== Raw data

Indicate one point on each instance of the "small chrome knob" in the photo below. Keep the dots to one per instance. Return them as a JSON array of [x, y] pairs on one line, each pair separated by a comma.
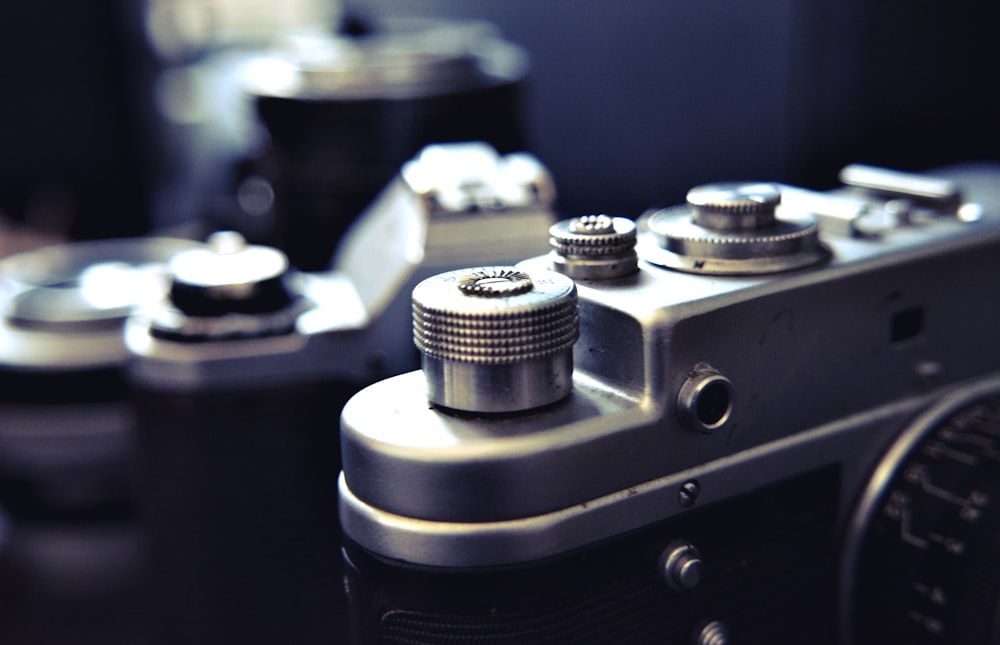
[[682, 566], [732, 229], [734, 207], [594, 247], [496, 339], [227, 288]]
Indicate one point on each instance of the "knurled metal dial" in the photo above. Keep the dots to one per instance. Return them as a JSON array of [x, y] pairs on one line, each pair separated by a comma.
[[731, 229], [226, 289], [496, 339], [593, 247]]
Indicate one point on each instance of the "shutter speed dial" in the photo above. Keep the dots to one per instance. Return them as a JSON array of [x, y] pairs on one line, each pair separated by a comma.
[[496, 339]]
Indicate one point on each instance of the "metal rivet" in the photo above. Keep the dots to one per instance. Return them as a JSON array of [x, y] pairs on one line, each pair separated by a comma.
[[688, 493]]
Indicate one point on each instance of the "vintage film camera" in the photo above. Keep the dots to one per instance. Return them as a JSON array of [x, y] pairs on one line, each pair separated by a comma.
[[240, 375], [344, 111], [70, 564], [767, 416]]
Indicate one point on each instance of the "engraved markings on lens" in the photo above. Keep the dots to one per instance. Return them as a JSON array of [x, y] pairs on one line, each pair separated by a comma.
[[931, 522]]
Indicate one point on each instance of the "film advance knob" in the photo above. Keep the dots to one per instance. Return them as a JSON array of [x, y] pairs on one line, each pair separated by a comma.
[[496, 339], [226, 289]]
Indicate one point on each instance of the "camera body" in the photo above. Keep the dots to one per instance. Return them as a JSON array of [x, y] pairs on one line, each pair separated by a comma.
[[780, 428], [240, 374], [70, 564]]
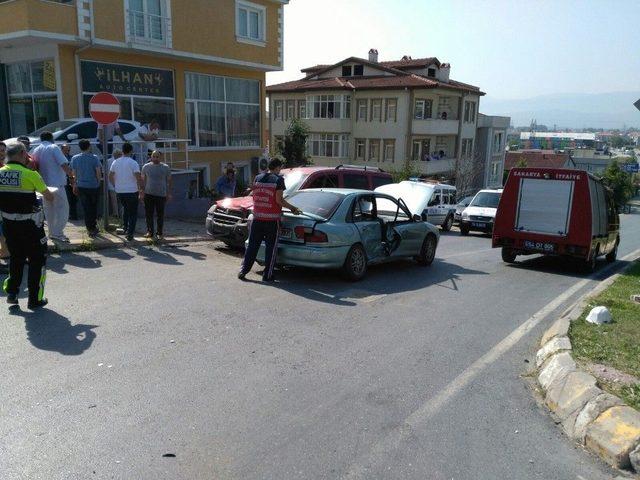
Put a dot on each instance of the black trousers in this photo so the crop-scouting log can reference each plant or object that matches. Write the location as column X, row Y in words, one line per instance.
column 89, row 199
column 26, row 241
column 154, row 204
column 129, row 202
column 73, row 203
column 267, row 231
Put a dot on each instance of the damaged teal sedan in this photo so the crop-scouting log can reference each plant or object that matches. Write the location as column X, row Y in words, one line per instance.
column 349, row 230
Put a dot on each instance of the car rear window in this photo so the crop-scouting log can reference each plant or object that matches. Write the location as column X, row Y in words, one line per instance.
column 353, row 180
column 320, row 204
column 486, row 199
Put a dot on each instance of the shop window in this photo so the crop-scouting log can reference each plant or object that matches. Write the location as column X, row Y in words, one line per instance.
column 250, row 22
column 148, row 21
column 33, row 102
column 222, row 111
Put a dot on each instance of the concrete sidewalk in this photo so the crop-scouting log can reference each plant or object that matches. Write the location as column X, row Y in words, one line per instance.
column 176, row 231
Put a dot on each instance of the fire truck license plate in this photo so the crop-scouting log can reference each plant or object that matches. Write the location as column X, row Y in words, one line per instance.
column 540, row 246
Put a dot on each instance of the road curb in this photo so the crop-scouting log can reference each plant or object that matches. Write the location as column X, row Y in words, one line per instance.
column 592, row 417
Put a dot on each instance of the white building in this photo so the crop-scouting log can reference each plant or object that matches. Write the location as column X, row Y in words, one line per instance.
column 381, row 113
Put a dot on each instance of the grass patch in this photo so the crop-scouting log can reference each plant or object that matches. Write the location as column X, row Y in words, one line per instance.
column 616, row 344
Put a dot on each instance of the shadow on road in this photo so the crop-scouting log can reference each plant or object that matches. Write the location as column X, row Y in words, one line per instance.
column 386, row 279
column 50, row 331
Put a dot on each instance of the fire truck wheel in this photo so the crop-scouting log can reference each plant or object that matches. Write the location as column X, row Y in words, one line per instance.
column 508, row 256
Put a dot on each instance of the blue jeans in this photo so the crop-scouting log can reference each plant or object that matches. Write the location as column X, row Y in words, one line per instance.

====

Please reproduce the listing above word for word, leaving out the pictures.

### Task response
Indicate one point on each instance of the "small chrome knob" in the photo below. Keep the dots to one per instance. Return them as a JSON array of [x, y] pairs on one line, each pair separated by a comma.
[[682, 566], [732, 229], [734, 207], [594, 247], [496, 339], [227, 288]]
Indicate one point on each instance of the "knurled metal dial" in the photo above. Keep the dots to one per instance. Return them as a JSON array of [x, y] pairs on one line, each pair separated by a comma.
[[731, 229], [226, 289], [496, 339], [593, 247]]
Indicate one point on each instance of the "shutter speed dial" in the photo above. Keep the dots to one per instance. Return them as a JSON array of [x, y] pairs on one line, each pair separated by a comma.
[[496, 339]]
Indicate one point on each instance of the "metal rivet" in the photo above. Keep the dots to one per instance. Return them as a JSON array of [x, y] pairs on one line, each pair separated by a comma.
[[688, 493]]
Indicate one point on each instance of the "vintage film camera" in the photo above. Keep the dots to one per instance. Return them as a JSON array of [x, y] pairs on one line, each pair separated by a comma.
[[240, 375], [344, 111], [70, 564], [767, 416]]
Indicate one point on each instance of the "engraved markings on lens" in the photo above. Keep the dots to one per instance. Return them as a JSON array of [x, y] pairs on one line, each pair separated by a comma.
[[931, 522]]
Indicate one point on each instance of the "film advance knob" in the photo above. Keep the dots to one per instance. Return them as a JSON array of [x, y] pairs on one line, each pair separated by a comma.
[[496, 339], [226, 289]]
Indicate one point on each instance of the "camera body" in the photo above. Keep the dots to one per instance. Return them as a JSON array of [x, y] pairs on one line, each pair separated by a comma.
[[780, 428], [240, 374], [70, 564]]
Put a dot on each instance of the black trousers in this photo so the crop-scouting log can reference each plant or object that matches. Write the location as column X, row Y in words, one line per instance.
column 89, row 199
column 26, row 241
column 154, row 204
column 129, row 202
column 73, row 203
column 267, row 231
Put a dot on each instance of the damaged teal sedan in this photo so the crop-scouting log can reference each plant or object that matches. Write the location as column X, row Y in words, one line per instance.
column 349, row 230
Put a dot on each instance of the car rear window in this photo so the crop-scouting log can reference each plant or object that matches. Write the location as column X, row Y in words, one line per instance.
column 353, row 180
column 320, row 204
column 486, row 199
Put a dot on each instance of the shop window in this photo so the crop-scouting log can reference each plant or object that matches. Write the location as column X, row Y in words, one line per instance.
column 250, row 22
column 148, row 21
column 33, row 102
column 222, row 111
Put a dot on each instance of the concrete sidewalk in this photo so the crop-scouting log can reference each plant or object that matches. Write the location as column X, row Y in words, one line per instance.
column 176, row 231
Put a dot on each instance of the fire truck license plate in this photo so the crop-scouting log can reference each plant or object that matches. Write the location as column X, row Y in words, one line per instance.
column 540, row 246
Put a dot on each instance of the road curb in this photo so the crop-scouting log can reference each plant or object that matches. Write the location as column X, row Y in words, one line per instance.
column 592, row 417
Put a dot on each instance of the white building in this photo so the crop-scouting log can reference each plant or object that matches. Write the location as column X, row Y in words, one line per instance.
column 381, row 113
Put a dot on each instance of the grass patch in this photo so the crop-scouting log can reference each plant or object that matches. Write the location as column X, row Y in words, one line per instance.
column 616, row 344
Put a dot on each instance of the shadow on road in this photo so the crop-scouting log can reference each plant or object that matches. Write the location as column X, row Y in words, one line per instance.
column 386, row 279
column 50, row 331
Put a dot on each instance of the fire truck wheel in this photo so the crop-scouting log can reference each plant or object that matches. Write the location as column X, row Y in words, one line per instance.
column 508, row 256
Put a dot on each instance of the blue jeans in this photo so the crop-scouting log can reference each plant or object that matches. Write the location as column X, row Y in words, one line per instance.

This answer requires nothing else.